Les invasions d’insectes contribuent-elles au problème des feux de forêt ou feraient-elles partie de la solution ?

Des scientifiques du Colorado (Colorado State University et University of Colorado) et de l’Idaho (University of Idaho) ont rédigé un rapport de synthèse des connaissances concernant les épidémies d’insectes qui touchent les forêts du Colorado et leur impact sur les feux de forêt. Après avoir décrit l’écologie de ces épisodes invasifs, le rapport évalue les réponses possibles à ce type d’événement, ceci afin d’aider dans leurs prises de décision les gestionnaires de la forêt.
Les épisodes de pullulations d’insectes sont capables de tuer un très grand nombre d’arbres (plusieurs millions) sur des surfaces très étendues. Le rapport rappelle que les insectes responsables, principalement des scolytes (Dendroctonus rufipennis par exemple) et des défoliateurs (Choristoneura occidentalis par exemple), sont natifs de la région et coexistent avec les forêts depuis des milliers d’années. Et il n’y a pas de preuve que les invasions actuelles soient plus virulentes que celles ayant eu lieu par le passé dans les années 40, 60, 70 et 80.
Les chercheurs reconnaissent en revanche que certaines régions non affectées dans le passé récent (siècle dernier) sont aujourd’hui la cible de ses insectes. C’est le cas notamment des régions de haute altitude normalement protégées par des températures plus fraîches. Plusieurs facteurs participent aux invasions actuelles : des sécheresses de longue durée et des étés chauds affaiblissent les arbres, tandis que des hivers moins rigoureux permettent aux larves de survivre. Les forêts de la région sont également particulièrement denses (certaine de façon naturelle, d’autres du fait de la politique de suppression de feux de forêt) ce qui fournit aux insectes une source abondante de nourriture.

● ● ● ● ● ● ●

§ CONSIGNES
1. Quelles lignes des entrées contiennent la chaîne « fairway » ? Signalez-les toutes en les recopiant, sachant que la casse compte.
2. Reprenez le texte sur les invasions d'insectes et les feux de forêt là où il s'arrête, et poursuivez-le.
Le texte et les entrées n'ont aucun rapport entre eux.

§ Lignes d'un jeu de données

● ● ● ● ● ● ●

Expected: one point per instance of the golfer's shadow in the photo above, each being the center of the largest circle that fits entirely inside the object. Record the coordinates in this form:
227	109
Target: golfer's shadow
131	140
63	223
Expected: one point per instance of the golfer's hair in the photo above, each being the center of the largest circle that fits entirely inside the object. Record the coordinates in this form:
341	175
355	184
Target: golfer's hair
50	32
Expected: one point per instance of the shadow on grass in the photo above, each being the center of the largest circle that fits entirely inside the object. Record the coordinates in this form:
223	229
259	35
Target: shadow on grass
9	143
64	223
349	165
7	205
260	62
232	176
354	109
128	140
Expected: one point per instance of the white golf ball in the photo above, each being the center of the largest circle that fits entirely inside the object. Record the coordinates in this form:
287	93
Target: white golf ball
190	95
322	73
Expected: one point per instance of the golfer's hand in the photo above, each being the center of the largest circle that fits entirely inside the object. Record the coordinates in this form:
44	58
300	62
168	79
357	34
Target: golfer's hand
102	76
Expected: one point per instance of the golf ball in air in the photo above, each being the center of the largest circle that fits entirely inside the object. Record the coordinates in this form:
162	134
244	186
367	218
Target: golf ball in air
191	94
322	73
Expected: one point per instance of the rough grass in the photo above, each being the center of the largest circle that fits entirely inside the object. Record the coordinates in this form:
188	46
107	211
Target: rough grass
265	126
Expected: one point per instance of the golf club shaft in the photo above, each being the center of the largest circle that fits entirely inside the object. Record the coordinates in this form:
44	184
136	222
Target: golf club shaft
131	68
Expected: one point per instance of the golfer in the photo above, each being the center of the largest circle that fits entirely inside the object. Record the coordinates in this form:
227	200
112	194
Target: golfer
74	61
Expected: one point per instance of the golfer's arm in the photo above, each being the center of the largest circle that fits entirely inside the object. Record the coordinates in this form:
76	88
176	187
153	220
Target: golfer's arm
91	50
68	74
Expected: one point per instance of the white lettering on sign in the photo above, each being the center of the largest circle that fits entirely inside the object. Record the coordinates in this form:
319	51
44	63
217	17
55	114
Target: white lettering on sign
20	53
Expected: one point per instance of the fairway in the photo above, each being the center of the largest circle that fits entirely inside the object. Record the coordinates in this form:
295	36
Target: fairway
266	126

● ● ● ● ● ● ●

§ CORRIGÉ
1.
Expected: one point per instance of the fairway in the photo above, each being the center of the largest circle that fits entirely inside the object. Record the coordinates in this form:
Target: fairway

2.
Les scientifiques expliquent également que, selon eux, ces invasions ne sont pas la cause des violents feux de forêts qui se sont déclarés récemment dans la région. Au contraire la théorie suggérerait que les invasions de scolytes pourraient réduire les risques d’incendies en dépossédant les arbres de leurs aiguilles. Ces invasions ne sont donc pas le signe d’une forêt en mauvaise santé ; au contraire elle ferait partie d’un processus de renouvellement de la forêt, et choisir de ne pas agir contre ces insectes pourrait être considéré comme une forme de "gestion responsable" selon les auteurs.
Les auteurs reconnaissent tout de même que des considérations esthétiques ou économiques ou la gestion de la vie sauvage peuvent conduire à considérer certaines actions comme nécessaires. Dans ce cas, l’utilisation d’insecticide n’est envisageable que pour des zones localisées et de grandes importances du fait des coûts financiers et environnementaux (impacts sur les organismes non-ciblés) de cette technique. Retirer les arbres morts tués par les insectes peut présenter des avantages esthétiques et économiques (vente du bois si celui-ci ne s’est pas trop détérioré). Cela peut également être utile pour lutter contre les incendies si cela s’accompagne de la récolte de bois mort et d’un éclaircissage ciblant également les petits arbres, carburant important lors des feux.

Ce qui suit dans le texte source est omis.